[START Material to process]

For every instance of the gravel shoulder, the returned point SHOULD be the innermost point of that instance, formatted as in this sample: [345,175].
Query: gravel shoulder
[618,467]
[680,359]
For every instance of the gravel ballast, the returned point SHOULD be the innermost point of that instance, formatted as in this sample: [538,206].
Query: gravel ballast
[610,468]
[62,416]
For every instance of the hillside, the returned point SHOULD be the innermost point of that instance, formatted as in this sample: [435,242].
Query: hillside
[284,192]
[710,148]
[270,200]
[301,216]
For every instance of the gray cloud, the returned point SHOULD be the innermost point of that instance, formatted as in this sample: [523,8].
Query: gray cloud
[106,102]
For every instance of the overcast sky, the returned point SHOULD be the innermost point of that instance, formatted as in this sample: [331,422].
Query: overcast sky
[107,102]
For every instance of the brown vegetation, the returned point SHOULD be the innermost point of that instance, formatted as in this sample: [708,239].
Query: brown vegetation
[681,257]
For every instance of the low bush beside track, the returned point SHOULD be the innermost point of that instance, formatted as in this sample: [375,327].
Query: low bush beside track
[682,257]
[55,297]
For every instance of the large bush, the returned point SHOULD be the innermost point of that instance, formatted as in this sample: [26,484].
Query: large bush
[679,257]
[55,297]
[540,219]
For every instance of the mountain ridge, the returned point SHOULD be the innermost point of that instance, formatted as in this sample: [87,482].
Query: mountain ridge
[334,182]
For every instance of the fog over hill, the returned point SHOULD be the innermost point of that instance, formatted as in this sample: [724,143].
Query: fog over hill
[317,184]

[END Material to process]

Copy every entry above word for word, without changing anything.

For every instance of the gravel shoulder, the returned point SHOULD be the innermost point of that instance, formatted as in this sample: [345,175].
Query: gravel shoulder
[618,467]
[680,359]
For every instance of the gravel ballast, the returned point SHOULD be the innermost point of that instance, formatted as in this sample: [538,206].
Query: gravel ballast
[610,468]
[62,416]
For every instance of the hillside, the returned point SHOULD be the innermost point of that instance, formatted as in this sample: [435,242].
Query: hillside
[284,192]
[710,148]
[270,200]
[301,216]
For every instance of the gray cloud, the returned point SHOULD be the innermost point of that instance, formatted as in this sample: [523,8].
Query: gray cloud
[106,102]
For every instance of the overcast sky, the returned point SHOULD be the innermost point of that instance, formatted as in this sample: [331,422].
Query: overcast sky
[107,102]
For every instance of the brown vegetation, the returned point SHOULD be the innermost point of that instance, formatted as in this sample: [708,239].
Query: brown vegetation
[681,257]
For every instance of the low bush beside track, the returned point SHOULD be the innermost point of that instance, formatted as in this sample: [375,327].
Query: low bush beside track
[682,257]
[55,297]
For every instance of the large bush, the returned point SHOULD be the innermost point of that instance, formatted as in this sample: [26,484].
Query: large bush
[679,257]
[55,297]
[540,219]
For every instance of the mountain ridge, the returned point SHOULD be the innermost point of that instance, formatted as in this sample: [87,482].
Query: mountain ridge
[334,182]
For every instance of the fog over hill, the returned point SHOULD be the innermost point of that instance, formatted as in this sample: [724,143].
Query: fog over hill
[317,184]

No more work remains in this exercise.